* begin PROVIDED INFORMATION *
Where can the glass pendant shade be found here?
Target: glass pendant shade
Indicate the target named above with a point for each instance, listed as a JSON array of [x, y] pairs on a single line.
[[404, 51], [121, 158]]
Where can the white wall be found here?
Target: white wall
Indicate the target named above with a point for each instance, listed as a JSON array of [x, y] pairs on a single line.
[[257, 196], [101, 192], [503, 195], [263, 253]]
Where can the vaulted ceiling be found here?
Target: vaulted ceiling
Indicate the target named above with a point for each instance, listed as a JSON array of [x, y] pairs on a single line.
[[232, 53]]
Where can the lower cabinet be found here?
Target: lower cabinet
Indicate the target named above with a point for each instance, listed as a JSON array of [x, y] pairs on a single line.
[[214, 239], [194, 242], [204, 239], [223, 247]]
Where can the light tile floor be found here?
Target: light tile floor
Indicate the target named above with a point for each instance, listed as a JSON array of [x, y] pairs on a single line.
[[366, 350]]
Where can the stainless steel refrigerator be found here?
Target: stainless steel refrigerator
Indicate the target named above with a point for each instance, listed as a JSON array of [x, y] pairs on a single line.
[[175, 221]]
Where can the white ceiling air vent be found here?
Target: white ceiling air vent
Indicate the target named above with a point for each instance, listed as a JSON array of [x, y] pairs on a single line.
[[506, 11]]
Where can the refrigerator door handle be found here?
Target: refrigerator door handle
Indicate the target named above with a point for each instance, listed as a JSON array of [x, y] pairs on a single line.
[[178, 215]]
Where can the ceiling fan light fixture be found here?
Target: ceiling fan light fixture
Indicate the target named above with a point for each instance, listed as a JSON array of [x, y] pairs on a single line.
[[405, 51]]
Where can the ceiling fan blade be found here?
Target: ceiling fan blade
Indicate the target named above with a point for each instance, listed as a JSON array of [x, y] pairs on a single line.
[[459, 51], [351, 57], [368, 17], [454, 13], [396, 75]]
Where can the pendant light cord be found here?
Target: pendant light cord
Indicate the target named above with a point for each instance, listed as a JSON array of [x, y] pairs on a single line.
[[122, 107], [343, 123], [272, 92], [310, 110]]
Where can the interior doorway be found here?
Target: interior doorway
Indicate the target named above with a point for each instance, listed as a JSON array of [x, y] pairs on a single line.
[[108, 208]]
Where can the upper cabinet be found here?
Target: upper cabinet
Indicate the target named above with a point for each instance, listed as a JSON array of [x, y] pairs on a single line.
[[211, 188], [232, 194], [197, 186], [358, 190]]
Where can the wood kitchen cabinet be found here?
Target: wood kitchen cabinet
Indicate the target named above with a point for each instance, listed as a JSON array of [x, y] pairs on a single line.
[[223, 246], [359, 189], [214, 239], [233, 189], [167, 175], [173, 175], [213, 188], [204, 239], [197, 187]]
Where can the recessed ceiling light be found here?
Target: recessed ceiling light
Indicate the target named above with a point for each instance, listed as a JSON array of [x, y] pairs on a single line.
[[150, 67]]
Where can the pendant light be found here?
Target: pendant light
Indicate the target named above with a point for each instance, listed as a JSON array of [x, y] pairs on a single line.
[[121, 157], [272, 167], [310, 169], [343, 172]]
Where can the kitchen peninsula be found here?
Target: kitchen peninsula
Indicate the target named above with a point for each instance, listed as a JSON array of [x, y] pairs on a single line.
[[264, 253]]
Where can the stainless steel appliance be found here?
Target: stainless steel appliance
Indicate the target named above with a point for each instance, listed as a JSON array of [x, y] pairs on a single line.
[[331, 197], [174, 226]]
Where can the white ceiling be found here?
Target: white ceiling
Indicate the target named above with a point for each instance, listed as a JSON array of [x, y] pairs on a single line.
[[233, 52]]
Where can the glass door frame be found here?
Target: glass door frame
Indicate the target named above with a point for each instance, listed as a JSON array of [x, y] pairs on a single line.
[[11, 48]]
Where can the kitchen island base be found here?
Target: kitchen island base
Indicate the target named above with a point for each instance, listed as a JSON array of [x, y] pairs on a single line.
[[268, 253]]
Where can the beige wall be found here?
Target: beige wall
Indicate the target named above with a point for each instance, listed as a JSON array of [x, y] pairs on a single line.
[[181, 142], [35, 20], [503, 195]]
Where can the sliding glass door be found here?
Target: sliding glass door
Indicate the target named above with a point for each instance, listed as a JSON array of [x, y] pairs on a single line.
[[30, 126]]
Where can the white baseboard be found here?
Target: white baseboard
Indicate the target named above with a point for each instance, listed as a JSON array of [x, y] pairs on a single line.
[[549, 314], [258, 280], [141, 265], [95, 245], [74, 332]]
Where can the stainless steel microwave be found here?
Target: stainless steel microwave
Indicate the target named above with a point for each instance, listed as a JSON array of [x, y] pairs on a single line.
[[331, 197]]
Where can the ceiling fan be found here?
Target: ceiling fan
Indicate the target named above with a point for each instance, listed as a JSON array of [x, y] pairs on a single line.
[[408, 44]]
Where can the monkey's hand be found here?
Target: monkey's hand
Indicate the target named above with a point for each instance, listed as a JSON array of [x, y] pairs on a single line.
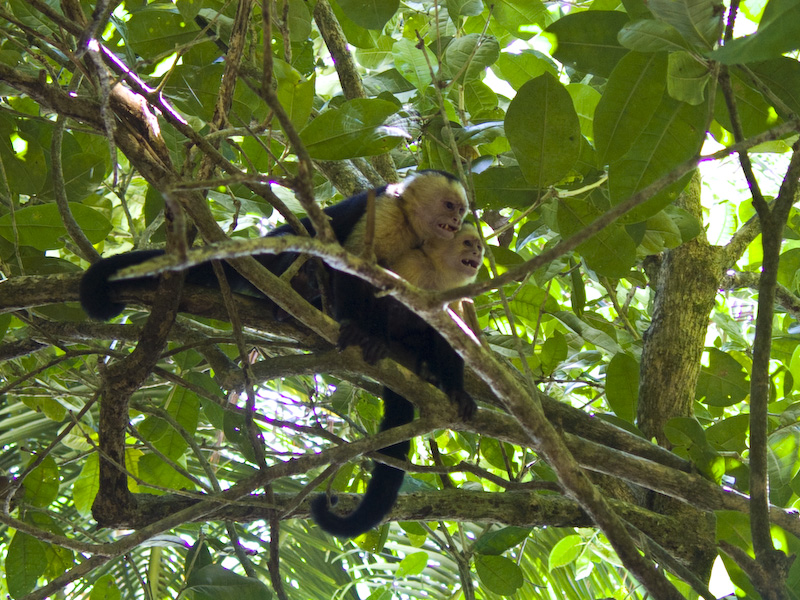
[[466, 405], [373, 349]]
* end PROVIDED INFORMATION *
- **WHAT TO WORK ON**: Rewrite the lines above as a JSON list of strings, one string per line with blank lines left out, covering only the stretch from the line that contains "Where can the kitchen island" through the line that contains "[[181, 142], [35, 20], [503, 195]]", both included.

- **TASK SOLUTION**:
[
  "Where can the kitchen island base be found here?",
  "Target: kitchen island base",
  "Indicate the target named above with a point for each instance, listed as a JSON array of [x, y] pairs on a single line.",
  "[[268, 253]]",
  "Where can the beige wall be found here?",
  "Target: beige wall",
  "Indicate the target named above with a point for each instance, listed as a JSON array of [x, y] pairs on a single line.",
  "[[181, 142], [35, 20], [503, 195]]"
]